> _Directions for this task_:
How do the lines below between the ones holding "box: [55, 108, 65, 128]" and "box: [0, 64, 40, 92]", inclusive, read? Give them again exactly, with no other lines.

> _The data_:
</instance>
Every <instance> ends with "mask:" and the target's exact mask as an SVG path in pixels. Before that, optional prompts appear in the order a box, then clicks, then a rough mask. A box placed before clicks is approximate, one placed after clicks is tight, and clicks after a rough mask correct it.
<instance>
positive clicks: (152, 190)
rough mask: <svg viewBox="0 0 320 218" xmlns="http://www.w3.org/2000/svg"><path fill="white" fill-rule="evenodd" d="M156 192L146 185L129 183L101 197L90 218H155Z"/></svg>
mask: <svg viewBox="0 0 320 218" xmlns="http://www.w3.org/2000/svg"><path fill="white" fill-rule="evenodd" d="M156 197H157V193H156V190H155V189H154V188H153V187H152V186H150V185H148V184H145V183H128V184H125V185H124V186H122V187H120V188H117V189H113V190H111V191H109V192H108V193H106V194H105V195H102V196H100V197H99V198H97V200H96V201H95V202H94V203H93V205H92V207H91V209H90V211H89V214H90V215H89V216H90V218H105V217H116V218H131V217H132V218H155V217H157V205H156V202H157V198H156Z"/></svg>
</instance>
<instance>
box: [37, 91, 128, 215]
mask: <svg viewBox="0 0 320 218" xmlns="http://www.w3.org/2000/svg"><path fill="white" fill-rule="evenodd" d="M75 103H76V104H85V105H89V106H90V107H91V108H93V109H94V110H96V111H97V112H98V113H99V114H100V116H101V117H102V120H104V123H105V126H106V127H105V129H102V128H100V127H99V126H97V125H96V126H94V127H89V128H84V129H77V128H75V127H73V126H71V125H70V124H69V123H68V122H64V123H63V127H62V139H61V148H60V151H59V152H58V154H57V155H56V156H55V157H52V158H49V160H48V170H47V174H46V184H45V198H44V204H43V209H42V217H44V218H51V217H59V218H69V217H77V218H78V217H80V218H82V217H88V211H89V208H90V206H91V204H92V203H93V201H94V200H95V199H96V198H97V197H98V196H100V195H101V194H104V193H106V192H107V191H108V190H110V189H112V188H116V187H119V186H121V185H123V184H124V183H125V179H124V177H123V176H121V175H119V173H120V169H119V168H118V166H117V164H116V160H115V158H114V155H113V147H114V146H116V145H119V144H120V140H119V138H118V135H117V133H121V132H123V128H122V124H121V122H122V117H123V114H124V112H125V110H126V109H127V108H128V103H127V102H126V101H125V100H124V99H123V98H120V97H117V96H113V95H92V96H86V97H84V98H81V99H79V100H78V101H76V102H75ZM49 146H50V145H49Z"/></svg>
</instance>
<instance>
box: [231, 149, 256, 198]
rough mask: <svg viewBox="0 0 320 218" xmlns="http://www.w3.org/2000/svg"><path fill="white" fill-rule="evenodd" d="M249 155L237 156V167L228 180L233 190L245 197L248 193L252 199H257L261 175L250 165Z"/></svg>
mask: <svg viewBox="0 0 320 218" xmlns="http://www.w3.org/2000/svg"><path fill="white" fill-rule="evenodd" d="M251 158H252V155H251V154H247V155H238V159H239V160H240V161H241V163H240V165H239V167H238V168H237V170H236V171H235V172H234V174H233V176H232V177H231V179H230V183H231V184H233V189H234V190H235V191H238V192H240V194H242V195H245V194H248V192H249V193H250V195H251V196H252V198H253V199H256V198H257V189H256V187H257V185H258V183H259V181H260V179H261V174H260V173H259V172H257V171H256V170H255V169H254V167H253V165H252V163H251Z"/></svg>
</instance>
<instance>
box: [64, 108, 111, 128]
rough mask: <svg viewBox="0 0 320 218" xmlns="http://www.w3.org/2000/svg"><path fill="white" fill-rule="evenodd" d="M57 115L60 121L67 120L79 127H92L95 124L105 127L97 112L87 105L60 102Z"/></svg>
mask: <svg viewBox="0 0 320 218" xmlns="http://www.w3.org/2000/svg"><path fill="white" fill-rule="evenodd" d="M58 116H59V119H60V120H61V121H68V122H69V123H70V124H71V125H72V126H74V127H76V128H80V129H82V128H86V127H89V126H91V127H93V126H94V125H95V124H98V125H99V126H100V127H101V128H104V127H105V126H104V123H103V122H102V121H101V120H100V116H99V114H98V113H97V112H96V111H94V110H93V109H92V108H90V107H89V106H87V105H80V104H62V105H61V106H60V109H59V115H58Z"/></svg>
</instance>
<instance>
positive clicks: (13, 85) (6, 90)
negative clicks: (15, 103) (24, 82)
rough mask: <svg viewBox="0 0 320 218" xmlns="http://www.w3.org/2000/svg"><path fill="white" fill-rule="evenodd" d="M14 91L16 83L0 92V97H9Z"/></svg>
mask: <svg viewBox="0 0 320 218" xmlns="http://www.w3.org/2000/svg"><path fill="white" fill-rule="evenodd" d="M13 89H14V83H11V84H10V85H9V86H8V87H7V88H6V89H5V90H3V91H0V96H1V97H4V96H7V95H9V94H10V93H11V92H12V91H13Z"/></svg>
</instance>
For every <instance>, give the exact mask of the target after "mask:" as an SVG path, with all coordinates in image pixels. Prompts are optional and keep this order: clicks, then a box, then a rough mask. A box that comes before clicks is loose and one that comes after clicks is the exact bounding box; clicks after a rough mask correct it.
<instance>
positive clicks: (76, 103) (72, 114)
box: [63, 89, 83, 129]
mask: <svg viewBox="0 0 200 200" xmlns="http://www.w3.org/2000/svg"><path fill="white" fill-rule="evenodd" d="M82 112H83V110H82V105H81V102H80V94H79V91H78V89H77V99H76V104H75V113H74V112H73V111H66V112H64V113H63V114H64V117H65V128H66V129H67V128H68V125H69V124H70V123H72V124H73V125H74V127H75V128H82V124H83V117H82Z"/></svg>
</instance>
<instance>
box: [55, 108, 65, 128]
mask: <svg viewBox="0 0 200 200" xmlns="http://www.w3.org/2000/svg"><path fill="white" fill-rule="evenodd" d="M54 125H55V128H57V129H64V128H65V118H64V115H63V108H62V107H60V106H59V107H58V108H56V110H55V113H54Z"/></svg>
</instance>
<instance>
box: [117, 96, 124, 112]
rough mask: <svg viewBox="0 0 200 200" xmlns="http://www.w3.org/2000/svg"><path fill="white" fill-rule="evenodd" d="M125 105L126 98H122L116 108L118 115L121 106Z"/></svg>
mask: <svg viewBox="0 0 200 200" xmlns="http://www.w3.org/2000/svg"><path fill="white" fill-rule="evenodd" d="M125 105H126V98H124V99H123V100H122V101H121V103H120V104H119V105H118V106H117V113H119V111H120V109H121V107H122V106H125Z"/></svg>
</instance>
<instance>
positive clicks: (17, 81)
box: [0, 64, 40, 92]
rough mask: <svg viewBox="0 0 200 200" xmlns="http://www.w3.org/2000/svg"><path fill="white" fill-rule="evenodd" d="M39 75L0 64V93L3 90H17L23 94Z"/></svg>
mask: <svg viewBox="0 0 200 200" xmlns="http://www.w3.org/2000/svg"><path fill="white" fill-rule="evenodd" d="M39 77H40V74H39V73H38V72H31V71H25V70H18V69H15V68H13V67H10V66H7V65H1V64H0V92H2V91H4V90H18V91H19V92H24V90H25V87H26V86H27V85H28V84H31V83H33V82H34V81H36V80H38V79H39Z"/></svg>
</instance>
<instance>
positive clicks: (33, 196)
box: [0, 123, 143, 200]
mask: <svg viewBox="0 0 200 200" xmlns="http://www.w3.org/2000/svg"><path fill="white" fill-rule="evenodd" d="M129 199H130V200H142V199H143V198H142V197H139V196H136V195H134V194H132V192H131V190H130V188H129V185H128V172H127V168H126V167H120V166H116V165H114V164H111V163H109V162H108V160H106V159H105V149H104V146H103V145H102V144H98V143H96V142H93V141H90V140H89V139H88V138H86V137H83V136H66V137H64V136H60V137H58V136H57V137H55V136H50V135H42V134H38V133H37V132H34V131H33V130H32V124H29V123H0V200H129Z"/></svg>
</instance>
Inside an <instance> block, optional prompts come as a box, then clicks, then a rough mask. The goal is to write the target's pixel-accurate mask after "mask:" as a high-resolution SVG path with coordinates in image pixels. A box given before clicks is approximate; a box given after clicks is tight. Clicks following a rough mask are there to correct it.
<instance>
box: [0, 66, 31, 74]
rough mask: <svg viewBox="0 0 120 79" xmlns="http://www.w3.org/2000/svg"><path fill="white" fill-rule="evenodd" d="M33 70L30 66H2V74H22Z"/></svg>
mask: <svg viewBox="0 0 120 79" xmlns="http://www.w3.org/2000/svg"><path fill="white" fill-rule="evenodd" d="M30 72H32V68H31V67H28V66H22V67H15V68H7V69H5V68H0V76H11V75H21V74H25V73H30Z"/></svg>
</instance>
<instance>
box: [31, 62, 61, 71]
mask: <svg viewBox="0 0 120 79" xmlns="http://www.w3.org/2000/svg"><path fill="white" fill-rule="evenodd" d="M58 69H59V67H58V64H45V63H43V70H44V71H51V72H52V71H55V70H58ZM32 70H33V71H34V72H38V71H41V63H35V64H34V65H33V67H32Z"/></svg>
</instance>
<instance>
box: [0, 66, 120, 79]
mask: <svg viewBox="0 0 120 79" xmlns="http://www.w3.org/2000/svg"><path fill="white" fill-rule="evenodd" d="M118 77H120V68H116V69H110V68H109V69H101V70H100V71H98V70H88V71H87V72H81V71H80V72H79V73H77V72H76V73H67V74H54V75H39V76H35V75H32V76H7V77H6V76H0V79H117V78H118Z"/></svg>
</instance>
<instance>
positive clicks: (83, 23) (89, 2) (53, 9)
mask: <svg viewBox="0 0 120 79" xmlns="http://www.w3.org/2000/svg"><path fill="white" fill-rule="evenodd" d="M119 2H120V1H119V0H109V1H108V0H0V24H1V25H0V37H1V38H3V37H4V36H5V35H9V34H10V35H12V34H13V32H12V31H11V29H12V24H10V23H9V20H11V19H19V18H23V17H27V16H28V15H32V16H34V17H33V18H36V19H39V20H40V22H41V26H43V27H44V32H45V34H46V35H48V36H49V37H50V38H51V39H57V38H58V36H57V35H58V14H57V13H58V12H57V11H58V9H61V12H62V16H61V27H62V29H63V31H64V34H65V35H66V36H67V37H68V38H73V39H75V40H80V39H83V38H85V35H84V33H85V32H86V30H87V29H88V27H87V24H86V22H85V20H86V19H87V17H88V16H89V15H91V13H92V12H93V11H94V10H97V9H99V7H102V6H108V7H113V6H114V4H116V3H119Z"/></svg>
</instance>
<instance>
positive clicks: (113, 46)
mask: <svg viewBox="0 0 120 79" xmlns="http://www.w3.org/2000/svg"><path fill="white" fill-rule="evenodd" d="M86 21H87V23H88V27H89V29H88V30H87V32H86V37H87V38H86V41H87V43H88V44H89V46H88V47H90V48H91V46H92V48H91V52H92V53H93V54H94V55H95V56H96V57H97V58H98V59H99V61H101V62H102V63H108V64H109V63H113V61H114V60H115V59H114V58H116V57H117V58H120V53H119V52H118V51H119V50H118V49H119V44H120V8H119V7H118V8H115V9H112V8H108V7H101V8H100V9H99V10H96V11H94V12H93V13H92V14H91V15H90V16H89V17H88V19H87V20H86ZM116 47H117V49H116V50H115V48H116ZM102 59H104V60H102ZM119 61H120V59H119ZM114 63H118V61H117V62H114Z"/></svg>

> _Expected answer_:
box: [55, 108, 65, 128]
mask: <svg viewBox="0 0 200 200" xmlns="http://www.w3.org/2000/svg"><path fill="white" fill-rule="evenodd" d="M54 125H55V128H57V129H64V128H65V118H64V115H63V108H62V107H60V106H59V107H58V108H56V110H55V113H54Z"/></svg>
</instance>
<instance>
box: [117, 96, 124, 112]
rough mask: <svg viewBox="0 0 200 200" xmlns="http://www.w3.org/2000/svg"><path fill="white" fill-rule="evenodd" d="M125 105L126 98H122L116 108L118 115L121 106Z"/></svg>
mask: <svg viewBox="0 0 200 200" xmlns="http://www.w3.org/2000/svg"><path fill="white" fill-rule="evenodd" d="M125 105H126V98H124V99H123V100H122V101H121V103H120V104H119V105H118V106H117V113H119V111H120V109H121V107H122V106H125Z"/></svg>
</instance>
<instance>
positive clicks: (17, 81)
box: [0, 64, 40, 92]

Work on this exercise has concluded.